Литмир - Электронная Библиотека
A
A

И видимо, злодейство есть тоже величина пороговая. Да, колеблется, мечется человек всю жизнь между злом и добром, оскользается, срывается, карабкается, раскаивается, снова затемняется, но пока не переступлен порог злодейства – в его возможностях возврат, и сам он – ещё в объёме нашей надежды. Когда же густотою злых поступков или какой-то степенью их или абсолютностью власти он вдруг переходит через порог – он ушёл из человечества. И может быть – без возврата.

* * *

Представление о справедливости в глазах людей исстари складывается из двух половин: добродетель торжествует, а порок наказан.

Посчастливилось нам дожить до такого времени, когда добродетель хоть и не торжествует, но и не всегда травится псами. Добродетель, битая, хилая, теперь допущена войти в своём рубище, сидеть в уголке, только не пикать.

Однако никто не смеет обмолвиться о пороке. Да, над добродетелью измывались, но порока при этом – не было. Да, сколько-то миллионов спущено под откос – а виновных в этом не было. И если кто только икнёт: «а как же те, кто…», – ему со всех сторон укоризненно, на первых порах дружелюбиво: «ну что-о вы, товарищи! ну зачем же старые раны тревожить?!» (Даже по «Ивану Денисовичу» голубые пенсионеры именно в том и возражали: зачем же раны бередить у тех, кто в лагере сидел? Мол, их надо поберечь!) А потом и дубинкой: «Цыц, недобитые! Нареабилитировали вас!»

§ **Предоставленные записи**:
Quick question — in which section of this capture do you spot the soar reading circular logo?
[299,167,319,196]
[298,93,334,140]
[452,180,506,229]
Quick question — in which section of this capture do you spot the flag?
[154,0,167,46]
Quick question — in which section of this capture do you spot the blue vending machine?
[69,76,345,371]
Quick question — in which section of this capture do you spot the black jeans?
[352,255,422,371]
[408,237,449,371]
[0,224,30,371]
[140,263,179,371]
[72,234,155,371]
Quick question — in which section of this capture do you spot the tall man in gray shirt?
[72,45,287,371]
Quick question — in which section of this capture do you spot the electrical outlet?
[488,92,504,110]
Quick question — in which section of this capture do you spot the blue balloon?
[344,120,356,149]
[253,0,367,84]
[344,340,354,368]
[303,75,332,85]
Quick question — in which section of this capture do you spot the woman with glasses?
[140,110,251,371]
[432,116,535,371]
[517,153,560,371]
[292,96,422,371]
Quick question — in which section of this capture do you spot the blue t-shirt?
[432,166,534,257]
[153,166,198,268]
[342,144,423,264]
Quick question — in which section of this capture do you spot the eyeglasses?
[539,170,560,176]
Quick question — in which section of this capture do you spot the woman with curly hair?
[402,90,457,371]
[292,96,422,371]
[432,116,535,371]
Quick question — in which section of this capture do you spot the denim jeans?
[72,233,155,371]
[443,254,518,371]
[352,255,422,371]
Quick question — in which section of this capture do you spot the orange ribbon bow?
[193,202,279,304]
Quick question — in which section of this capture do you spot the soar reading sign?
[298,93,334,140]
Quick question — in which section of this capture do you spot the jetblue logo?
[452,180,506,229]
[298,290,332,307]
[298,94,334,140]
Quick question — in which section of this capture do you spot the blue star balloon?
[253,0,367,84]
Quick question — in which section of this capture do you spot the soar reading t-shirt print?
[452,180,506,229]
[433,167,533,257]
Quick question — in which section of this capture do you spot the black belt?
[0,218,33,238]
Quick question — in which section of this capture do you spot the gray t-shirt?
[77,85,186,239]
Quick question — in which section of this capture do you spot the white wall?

§ **Цель**:
Приведите продолжение фрагмента о пороге злодейства и справедливости, начав сразу после его последнего предложения. Записи для работы не понадобятся.

§ **Результат**:
И вот в Западной Германии к 1966 году осуждено восемьдесят шесть тысяч преступных нацистов – и мы захлёбываемся[54], мы страниц газетных и радиочасов на это не жалеем, мы и после работы останемся на митинг и проголосуем: мало! И 86 тысяч – мало! и 20 лет судов – мало! продолжить!

А у нас осудили (по опубликованным данным) – около тридцати человек.

То, что за Одером, за Рейном, – это нас печёт. А то, что в Подмосковьи и под Сочами за зелёными заборами, а то, что убийцы наших мужей и отцов ездят по нашим улицам и мы им дорогу уступаем, – это нас не печёт, не трогает, это – «старое ворошить».

А между тем, если 86 тысяч западногерманских перевести на нас по пропорции, это было бы для нашей страны четверть миллиона!

Но и за четверть столетия мы никого их не нашли, мы никого их не вызвали в суд, мы боимся разбередить их раны. И как символ их всех живёт на улице Грановского, 3 – самодовольный, тупой, до сих пор ни в чём не убедившийся Молотов, весь пропитанный нашей кровью, и благородно переходит тротуар сесть в длинный широкий автомобиль.

Загадка, которую не нам, современникам, разгадать: для чего Германии дано наказать своих злодеев, а России – не дано? Что ж за гибельный будет путь у нас, если не дано нам очиститься от этой скверны, гниющей в нашем теле? Чему же сможет Россия научить мир?

В немецких судебных процессах то там то сям бывает дивное явление: подсудимый берётся за голову, отказывается от защиты и ни о чём не просит больше суд. Он говорит, что череда его преступлений, вызванная и проведенная перед ним вновь, наполняет его отвращением и он не хочет больше жить.

Вот высшее достижение суда: когда порок настолько осуждён, что от него отшатывается и преступник.

Страна, которая восемьдесят шесть тысяч раз с помоста судьи осудила порок (и безповоротно осудила его в литературе и среди молодёжи) – год за годом, ступенька за ступенькой очищается от него.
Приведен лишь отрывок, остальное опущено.